> [Exercise text]
========
Website Down? Here’s What Happened
Recently, my PHP-based application went down—completely unresponsive. No errors, no crashes—just a blank, stalled site. Sound familiar?
Diagnosing the Problem
I suspected something with PHP-FPM, so I checked its status on my Ubuntu server:
sudo systemctl status php8.1-fpm
The result?
Status: "Processes active: 5, idle: 0, Requests: 13432, slow: 0, Traffic: 0.00req/sec"
This told me:
- All PHP workers were busy (
Processes active: 5
) - No idle workers available (
Idle: 0
) - Traffic had stopped despite thousands of past requests
That explained the freeze: PHP-FPM was overloaded.
✅ The Quick Fix: Restart PHP-FPM
To bring the site back online instantly, I ran:
sudo systemctl restart php8.1-fpm
After that, the server started handling traffic again and the site was back.
========
> [Information]
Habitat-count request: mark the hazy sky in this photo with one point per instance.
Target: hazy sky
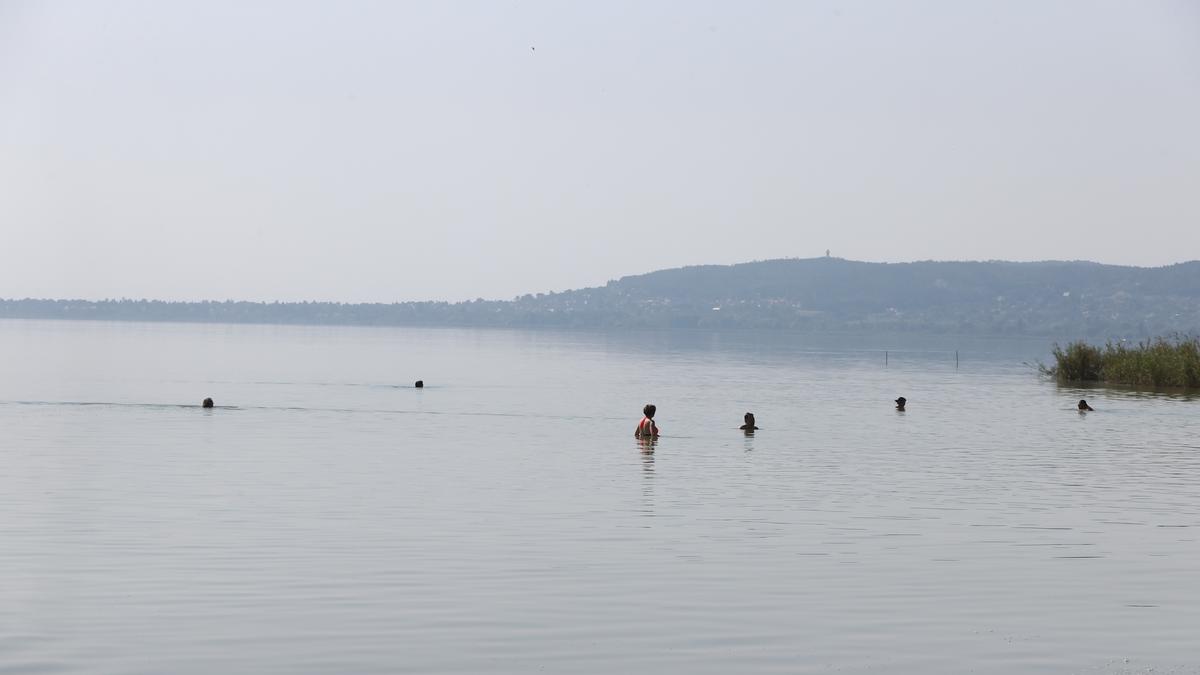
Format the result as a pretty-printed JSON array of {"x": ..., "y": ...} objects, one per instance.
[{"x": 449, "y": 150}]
========
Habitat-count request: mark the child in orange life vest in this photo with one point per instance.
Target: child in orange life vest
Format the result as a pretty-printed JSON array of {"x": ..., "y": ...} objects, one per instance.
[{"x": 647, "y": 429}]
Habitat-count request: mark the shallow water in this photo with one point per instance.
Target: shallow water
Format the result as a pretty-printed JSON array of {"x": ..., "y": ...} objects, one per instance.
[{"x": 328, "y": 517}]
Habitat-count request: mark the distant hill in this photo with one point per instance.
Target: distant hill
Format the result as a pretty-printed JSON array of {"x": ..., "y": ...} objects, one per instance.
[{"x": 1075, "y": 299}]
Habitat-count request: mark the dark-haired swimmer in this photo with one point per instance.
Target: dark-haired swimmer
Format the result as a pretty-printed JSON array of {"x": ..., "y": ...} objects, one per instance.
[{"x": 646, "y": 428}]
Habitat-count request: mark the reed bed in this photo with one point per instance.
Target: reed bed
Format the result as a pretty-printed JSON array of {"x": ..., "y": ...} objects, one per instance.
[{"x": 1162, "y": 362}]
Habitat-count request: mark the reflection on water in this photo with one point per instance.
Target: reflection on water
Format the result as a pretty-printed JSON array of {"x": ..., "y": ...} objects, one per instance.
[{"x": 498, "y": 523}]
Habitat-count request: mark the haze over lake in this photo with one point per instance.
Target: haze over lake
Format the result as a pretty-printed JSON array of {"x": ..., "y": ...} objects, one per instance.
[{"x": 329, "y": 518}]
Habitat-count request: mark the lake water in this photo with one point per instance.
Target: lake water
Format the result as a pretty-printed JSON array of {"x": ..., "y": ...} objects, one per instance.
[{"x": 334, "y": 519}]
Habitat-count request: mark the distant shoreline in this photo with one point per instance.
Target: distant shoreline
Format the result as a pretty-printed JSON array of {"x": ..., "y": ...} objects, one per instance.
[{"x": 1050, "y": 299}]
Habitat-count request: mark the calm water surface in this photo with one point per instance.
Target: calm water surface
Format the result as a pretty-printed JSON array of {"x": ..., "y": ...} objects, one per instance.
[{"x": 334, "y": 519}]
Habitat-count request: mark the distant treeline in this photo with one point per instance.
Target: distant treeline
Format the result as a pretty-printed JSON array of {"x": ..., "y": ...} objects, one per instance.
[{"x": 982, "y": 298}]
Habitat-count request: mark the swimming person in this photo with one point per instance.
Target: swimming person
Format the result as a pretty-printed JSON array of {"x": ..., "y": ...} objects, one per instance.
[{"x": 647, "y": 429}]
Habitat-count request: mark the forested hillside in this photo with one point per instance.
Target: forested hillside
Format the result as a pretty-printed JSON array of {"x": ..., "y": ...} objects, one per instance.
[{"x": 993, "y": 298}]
========
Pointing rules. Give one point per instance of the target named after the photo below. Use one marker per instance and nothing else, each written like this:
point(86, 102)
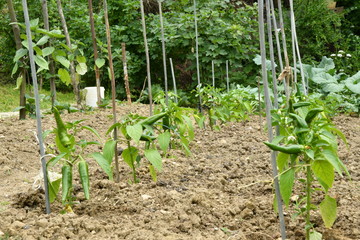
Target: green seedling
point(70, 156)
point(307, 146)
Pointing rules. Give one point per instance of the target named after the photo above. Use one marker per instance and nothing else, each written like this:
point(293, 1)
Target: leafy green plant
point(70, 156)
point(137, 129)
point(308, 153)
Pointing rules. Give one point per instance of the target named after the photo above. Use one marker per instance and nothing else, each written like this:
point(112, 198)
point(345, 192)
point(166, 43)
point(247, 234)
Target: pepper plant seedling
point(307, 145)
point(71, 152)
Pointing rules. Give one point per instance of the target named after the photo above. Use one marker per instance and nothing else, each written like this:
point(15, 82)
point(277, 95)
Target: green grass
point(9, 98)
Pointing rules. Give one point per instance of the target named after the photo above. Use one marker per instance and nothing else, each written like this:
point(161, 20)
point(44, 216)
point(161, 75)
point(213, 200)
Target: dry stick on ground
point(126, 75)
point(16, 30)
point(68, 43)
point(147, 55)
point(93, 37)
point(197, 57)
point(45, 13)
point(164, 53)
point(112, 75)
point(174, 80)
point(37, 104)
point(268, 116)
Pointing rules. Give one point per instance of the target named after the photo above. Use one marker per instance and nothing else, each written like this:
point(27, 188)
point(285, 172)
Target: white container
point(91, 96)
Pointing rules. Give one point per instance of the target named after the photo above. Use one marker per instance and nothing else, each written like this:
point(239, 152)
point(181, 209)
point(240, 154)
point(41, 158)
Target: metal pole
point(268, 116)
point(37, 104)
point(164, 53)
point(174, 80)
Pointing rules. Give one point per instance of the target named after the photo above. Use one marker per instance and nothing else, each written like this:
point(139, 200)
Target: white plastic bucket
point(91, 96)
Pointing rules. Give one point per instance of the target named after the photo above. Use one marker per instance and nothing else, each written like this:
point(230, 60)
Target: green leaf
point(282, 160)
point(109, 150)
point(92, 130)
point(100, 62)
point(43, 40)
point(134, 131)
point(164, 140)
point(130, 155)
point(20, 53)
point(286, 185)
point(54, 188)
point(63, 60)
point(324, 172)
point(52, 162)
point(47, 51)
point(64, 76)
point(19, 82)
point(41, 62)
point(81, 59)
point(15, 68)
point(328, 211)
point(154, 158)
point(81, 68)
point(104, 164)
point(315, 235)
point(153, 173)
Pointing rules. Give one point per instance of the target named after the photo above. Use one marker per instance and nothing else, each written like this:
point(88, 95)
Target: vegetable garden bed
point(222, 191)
========
> [Work item] Could you output the part of the website-outage text from "Website Down? Here’s" to "PHP-FPM was overloaded.", copied word for word?

> [Problem solution]
Website Down? Here’s What Happened
Recently, my PHP-based application went down—completely unresponsive. No errors, no crashes—just a blank, stalled site. Sound familiar?
Diagnosing the Problem
I suspected something with PHP-FPM, so I checked its status on my Ubuntu server:
sudo systemctl status php8.1-fpm
The result?
Status: "Processes active: 5, idle: 0, Requests: 13432, slow: 0, Traffic: 0.00req/sec"
This told me:
- All PHP workers were busy (
Processes active: 5
) - No idle workers available (
Idle: 0
) - Traffic had stopped despite thousands of past requests
That explained the freeze: PHP-FPM was overloaded.